§ Exercise brief: Output the following lines exactly as they are, covering all the records.

§ Records excerpted from a collection:
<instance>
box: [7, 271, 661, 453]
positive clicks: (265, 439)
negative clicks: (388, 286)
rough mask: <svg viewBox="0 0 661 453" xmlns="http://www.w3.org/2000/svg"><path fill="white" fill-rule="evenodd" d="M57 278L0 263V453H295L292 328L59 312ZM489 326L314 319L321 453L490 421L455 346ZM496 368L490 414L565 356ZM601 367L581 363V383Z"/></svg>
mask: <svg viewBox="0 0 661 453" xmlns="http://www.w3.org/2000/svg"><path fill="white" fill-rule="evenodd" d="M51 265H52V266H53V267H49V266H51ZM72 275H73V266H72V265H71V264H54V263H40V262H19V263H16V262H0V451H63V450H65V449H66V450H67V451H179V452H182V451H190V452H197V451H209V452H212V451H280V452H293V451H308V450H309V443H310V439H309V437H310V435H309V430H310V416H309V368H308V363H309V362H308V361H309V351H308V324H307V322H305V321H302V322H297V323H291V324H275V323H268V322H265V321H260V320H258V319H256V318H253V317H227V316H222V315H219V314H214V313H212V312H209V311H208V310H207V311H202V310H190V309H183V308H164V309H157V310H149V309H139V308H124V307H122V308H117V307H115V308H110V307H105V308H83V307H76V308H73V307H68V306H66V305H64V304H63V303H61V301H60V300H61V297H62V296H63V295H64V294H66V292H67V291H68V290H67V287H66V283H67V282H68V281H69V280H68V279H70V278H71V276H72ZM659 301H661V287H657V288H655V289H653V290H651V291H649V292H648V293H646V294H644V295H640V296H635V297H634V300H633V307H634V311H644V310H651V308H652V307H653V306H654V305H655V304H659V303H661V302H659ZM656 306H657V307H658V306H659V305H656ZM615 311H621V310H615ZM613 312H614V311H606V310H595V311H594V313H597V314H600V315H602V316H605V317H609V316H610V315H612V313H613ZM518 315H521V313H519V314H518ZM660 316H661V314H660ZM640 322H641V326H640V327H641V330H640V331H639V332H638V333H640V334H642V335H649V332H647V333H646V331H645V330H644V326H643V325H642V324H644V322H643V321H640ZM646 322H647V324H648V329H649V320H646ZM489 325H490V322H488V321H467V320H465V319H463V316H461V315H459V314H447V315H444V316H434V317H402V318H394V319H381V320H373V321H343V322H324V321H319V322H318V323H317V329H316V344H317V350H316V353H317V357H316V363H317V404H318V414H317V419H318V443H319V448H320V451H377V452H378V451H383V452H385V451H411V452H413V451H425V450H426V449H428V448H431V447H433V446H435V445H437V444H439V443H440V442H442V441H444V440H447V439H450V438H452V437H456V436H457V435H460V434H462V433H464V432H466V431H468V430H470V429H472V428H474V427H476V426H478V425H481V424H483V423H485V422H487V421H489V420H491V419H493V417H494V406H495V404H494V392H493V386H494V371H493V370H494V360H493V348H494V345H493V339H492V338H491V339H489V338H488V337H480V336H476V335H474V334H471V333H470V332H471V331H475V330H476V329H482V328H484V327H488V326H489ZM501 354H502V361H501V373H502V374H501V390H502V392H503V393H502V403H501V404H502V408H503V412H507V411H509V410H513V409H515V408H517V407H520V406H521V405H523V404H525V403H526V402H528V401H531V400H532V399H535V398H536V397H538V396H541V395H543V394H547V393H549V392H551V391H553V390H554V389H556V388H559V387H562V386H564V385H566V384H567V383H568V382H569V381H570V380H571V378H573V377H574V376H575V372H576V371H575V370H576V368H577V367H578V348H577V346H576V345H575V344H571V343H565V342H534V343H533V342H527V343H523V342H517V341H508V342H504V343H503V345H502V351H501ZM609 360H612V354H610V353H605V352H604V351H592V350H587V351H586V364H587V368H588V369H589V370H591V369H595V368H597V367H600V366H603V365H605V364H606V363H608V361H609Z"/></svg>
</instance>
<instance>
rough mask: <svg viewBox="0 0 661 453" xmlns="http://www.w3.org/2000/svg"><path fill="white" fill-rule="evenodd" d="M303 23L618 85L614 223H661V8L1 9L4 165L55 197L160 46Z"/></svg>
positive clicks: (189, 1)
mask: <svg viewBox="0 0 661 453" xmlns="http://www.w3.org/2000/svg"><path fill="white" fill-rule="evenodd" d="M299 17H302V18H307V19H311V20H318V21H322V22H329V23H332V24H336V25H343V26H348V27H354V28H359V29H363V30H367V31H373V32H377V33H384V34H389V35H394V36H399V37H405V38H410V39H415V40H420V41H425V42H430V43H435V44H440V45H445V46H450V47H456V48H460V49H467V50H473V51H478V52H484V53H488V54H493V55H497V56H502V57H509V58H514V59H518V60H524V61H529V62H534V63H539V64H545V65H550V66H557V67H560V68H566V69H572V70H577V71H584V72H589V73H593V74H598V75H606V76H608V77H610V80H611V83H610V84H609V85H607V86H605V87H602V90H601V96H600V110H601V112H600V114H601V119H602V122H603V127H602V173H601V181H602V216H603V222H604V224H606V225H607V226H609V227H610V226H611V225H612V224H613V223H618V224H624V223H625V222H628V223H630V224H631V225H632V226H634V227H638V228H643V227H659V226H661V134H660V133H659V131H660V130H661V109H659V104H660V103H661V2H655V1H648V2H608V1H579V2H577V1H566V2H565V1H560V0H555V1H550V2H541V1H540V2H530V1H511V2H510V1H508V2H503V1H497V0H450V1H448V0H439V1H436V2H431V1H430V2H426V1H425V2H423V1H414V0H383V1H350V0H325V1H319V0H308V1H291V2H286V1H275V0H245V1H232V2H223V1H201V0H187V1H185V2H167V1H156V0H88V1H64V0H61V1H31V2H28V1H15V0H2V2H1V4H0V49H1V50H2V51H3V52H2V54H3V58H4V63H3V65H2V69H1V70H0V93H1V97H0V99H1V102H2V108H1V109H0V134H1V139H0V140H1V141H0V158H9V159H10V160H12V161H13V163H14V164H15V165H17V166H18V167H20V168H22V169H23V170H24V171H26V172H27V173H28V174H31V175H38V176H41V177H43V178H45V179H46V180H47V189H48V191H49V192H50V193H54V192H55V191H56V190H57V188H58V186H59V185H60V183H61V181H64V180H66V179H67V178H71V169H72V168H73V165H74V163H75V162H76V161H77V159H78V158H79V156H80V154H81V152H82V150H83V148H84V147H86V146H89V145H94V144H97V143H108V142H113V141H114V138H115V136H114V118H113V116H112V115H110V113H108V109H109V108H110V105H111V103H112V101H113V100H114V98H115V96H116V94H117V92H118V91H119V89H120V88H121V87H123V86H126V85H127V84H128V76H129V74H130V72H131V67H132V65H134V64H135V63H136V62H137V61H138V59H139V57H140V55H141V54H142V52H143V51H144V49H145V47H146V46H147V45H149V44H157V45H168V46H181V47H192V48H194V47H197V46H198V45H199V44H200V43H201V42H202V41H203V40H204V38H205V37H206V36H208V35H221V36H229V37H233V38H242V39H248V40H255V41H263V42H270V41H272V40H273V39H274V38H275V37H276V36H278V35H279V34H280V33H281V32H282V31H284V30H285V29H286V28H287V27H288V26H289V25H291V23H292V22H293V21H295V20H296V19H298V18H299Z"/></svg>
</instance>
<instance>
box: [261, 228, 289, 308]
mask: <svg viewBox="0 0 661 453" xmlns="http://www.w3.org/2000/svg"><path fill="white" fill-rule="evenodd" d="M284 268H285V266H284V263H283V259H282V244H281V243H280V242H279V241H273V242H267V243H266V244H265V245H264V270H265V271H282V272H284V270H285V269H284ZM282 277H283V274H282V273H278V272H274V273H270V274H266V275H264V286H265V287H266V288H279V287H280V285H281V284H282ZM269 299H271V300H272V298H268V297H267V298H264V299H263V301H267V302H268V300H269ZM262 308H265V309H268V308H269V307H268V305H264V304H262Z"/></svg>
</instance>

§ Task answer:
<instance>
box: [7, 271, 661, 453]
positive clicks: (265, 439)
negative clicks: (388, 286)
rough mask: <svg viewBox="0 0 661 453" xmlns="http://www.w3.org/2000/svg"><path fill="white" fill-rule="evenodd" d="M57 278L0 263V453H295L292 328L59 312ZM489 326L314 319L321 453L490 421L455 346ZM496 368L490 414L565 356ZM601 367L581 363V383Z"/></svg>
mask: <svg viewBox="0 0 661 453" xmlns="http://www.w3.org/2000/svg"><path fill="white" fill-rule="evenodd" d="M51 265H52V266H53V267H49V266H51ZM72 275H73V266H72V265H71V264H54V263H40V262H19V263H16V262H0V451H63V450H65V449H66V450H67V451H179V452H182V451H190V452H197V451H209V452H212V451H280V452H293V451H308V450H309V443H310V439H309V437H310V435H309V430H310V416H309V368H308V363H309V362H308V361H309V351H308V324H307V322H305V321H302V322H297V323H291V324H275V323H268V322H265V321H260V320H258V319H256V318H253V317H227V316H222V315H219V314H214V313H212V312H209V311H208V310H207V311H202V310H190V309H183V308H164V309H157V310H149V309H139V308H124V307H122V308H117V307H115V308H110V307H105V308H83V307H76V308H73V307H68V306H66V305H64V304H63V303H61V301H60V300H61V297H62V296H63V295H64V294H66V292H67V291H68V290H67V287H66V283H67V282H68V281H69V280H68V279H70V278H71V276H72ZM659 301H661V287H657V288H655V289H653V290H651V291H649V292H648V293H646V294H644V295H640V296H635V297H634V300H633V307H634V311H644V310H651V308H652V307H653V306H654V305H655V304H659V303H661V302H659ZM656 306H657V307H658V306H659V305H656ZM615 311H621V310H615ZM613 312H614V311H606V310H595V311H594V313H597V314H600V315H602V316H605V317H609V316H610V315H612V313H613ZM518 315H521V313H519V314H518ZM660 316H661V314H660ZM640 322H641V326H640V327H641V330H640V331H639V332H638V333H640V334H642V335H649V332H647V333H646V331H645V330H644V326H643V325H642V324H644V322H643V321H640ZM646 322H647V324H648V329H649V320H646ZM489 325H490V322H488V321H467V320H465V319H463V316H461V315H459V314H447V315H444V316H434V317H402V318H394V319H381V320H373V321H343V322H324V321H319V322H318V323H317V329H316V344H317V350H316V353H317V357H316V363H317V404H318V414H317V419H318V443H319V448H320V451H377V452H378V451H383V452H385V451H411V452H413V451H425V450H426V449H428V448H431V447H433V446H435V445H437V444H439V443H440V442H442V441H444V440H447V439H450V438H452V437H456V436H457V435H460V434H462V433H464V432H466V431H468V430H470V429H472V428H474V427H476V426H478V425H481V424H483V423H485V422H487V421H489V420H491V419H493V417H494V406H495V404H494V392H493V386H494V371H493V370H494V360H493V348H494V345H493V339H492V338H491V339H489V338H488V337H480V336H476V335H474V334H471V333H470V332H471V331H475V330H476V329H482V328H484V327H488V326H489ZM501 354H502V361H501V373H502V374H501V390H502V392H503V393H502V403H501V404H502V408H503V412H507V411H509V410H513V409H515V408H517V407H520V406H521V405H523V404H525V403H526V402H528V401H531V400H532V399H535V398H536V397H538V396H541V395H543V394H547V393H549V392H551V391H553V390H554V389H556V388H559V387H562V386H564V385H566V384H567V383H568V382H569V381H570V380H571V378H573V377H574V376H575V372H576V371H575V370H576V368H577V367H578V348H577V346H576V345H575V344H571V343H565V342H534V343H533V342H527V343H523V342H517V341H508V342H504V343H503V345H502V351H501ZM609 360H612V354H610V353H605V352H604V351H592V350H587V351H586V364H587V368H588V369H589V370H591V369H595V368H597V367H600V366H603V365H605V364H606V363H608V361H609Z"/></svg>
</instance>
<instance>
rough mask: <svg viewBox="0 0 661 453" xmlns="http://www.w3.org/2000/svg"><path fill="white" fill-rule="evenodd" d="M303 23L618 85L614 223H661V8L1 9L4 165L55 197L160 46Z"/></svg>
positive clicks: (189, 1)
mask: <svg viewBox="0 0 661 453" xmlns="http://www.w3.org/2000/svg"><path fill="white" fill-rule="evenodd" d="M299 17H302V18H307V19H311V20H318V21H322V22H329V23H332V24H336V25H343V26H348V27H354V28H359V29H363V30H367V31H373V32H377V33H384V34H389V35H394V36H399V37H405V38H410V39H415V40H420V41H425V42H430V43H435V44H440V45H445V46H450V47H456V48H460V49H467V50H473V51H478V52H484V53H488V54H493V55H497V56H502V57H509V58H514V59H518V60H524V61H529V62H534V63H539V64H545V65H550V66H557V67H560V68H566V69H572V70H577V71H584V72H589V73H593V74H598V75H606V76H608V77H610V80H611V83H610V84H609V85H607V86H605V87H602V90H601V96H600V110H601V112H600V114H601V119H602V122H603V127H602V173H601V181H602V216H603V222H604V224H606V225H607V226H609V227H610V226H611V225H612V224H613V223H618V224H624V223H625V222H628V223H630V224H631V225H632V226H634V227H638V228H643V227H659V226H661V134H660V133H659V131H660V130H661V109H659V104H660V103H661V2H655V1H648V2H608V1H579V2H577V1H566V2H565V1H560V0H555V1H550V2H541V1H540V2H530V1H511V2H510V1H508V2H503V1H497V0H450V1H448V0H439V1H436V2H431V1H430V2H426V1H425V2H423V1H414V0H383V1H350V0H325V1H319V0H308V1H291V2H286V1H275V0H245V1H232V2H223V1H201V0H187V1H185V2H167V1H156V0H88V1H64V0H61V1H31V2H28V1H15V0H2V2H1V4H0V49H1V50H2V51H3V52H2V54H3V58H4V63H3V65H2V69H1V70H0V93H1V97H0V99H1V102H2V108H1V109H0V134H1V139H0V140H1V141H0V158H9V159H10V160H12V161H13V163H14V164H15V165H17V166H18V167H20V168H22V169H23V170H24V171H26V172H27V173H28V174H31V175H38V176H41V177H43V178H45V179H46V180H47V189H48V191H49V192H50V193H54V192H55V191H56V190H57V188H58V186H59V185H60V183H61V181H64V180H66V179H67V178H71V169H72V168H73V165H74V163H75V162H76V161H77V159H78V158H79V156H80V154H81V152H82V150H83V148H84V147H86V146H89V145H94V144H97V143H108V142H113V141H114V138H115V136H114V118H113V116H112V115H110V113H108V109H109V108H110V105H111V103H112V101H113V100H114V98H115V96H116V94H117V92H118V91H119V89H120V88H121V87H123V86H126V85H127V84H128V76H129V74H130V72H131V67H132V65H134V64H135V63H136V62H137V61H138V59H139V57H140V55H141V54H142V52H143V51H144V49H145V47H146V46H147V45H149V44H157V45H168V46H181V47H192V48H194V47H197V46H198V45H199V44H200V43H201V42H202V41H203V40H204V38H205V37H206V36H208V35H221V36H229V37H233V38H242V39H248V40H255V41H263V42H270V41H272V40H273V39H274V38H275V37H276V36H278V35H279V34H280V33H281V32H282V31H284V30H285V29H286V28H287V27H288V26H289V25H291V23H292V22H293V21H295V20H296V19H298V18H299Z"/></svg>
</instance>
<instance>
box: [261, 228, 289, 308]
mask: <svg viewBox="0 0 661 453" xmlns="http://www.w3.org/2000/svg"><path fill="white" fill-rule="evenodd" d="M284 268H285V266H284V263H283V259H282V244H281V243H280V242H279V241H273V242H267V243H266V244H265V245H264V270H265V271H282V272H284V270H285V269H284ZM282 277H283V274H282V273H278V272H274V273H270V274H266V275H264V286H265V287H266V288H279V287H280V285H281V284H282ZM269 299H271V300H272V298H268V297H267V298H264V299H263V301H267V302H268V300H269ZM262 308H265V309H268V308H269V307H268V305H264V304H262Z"/></svg>
</instance>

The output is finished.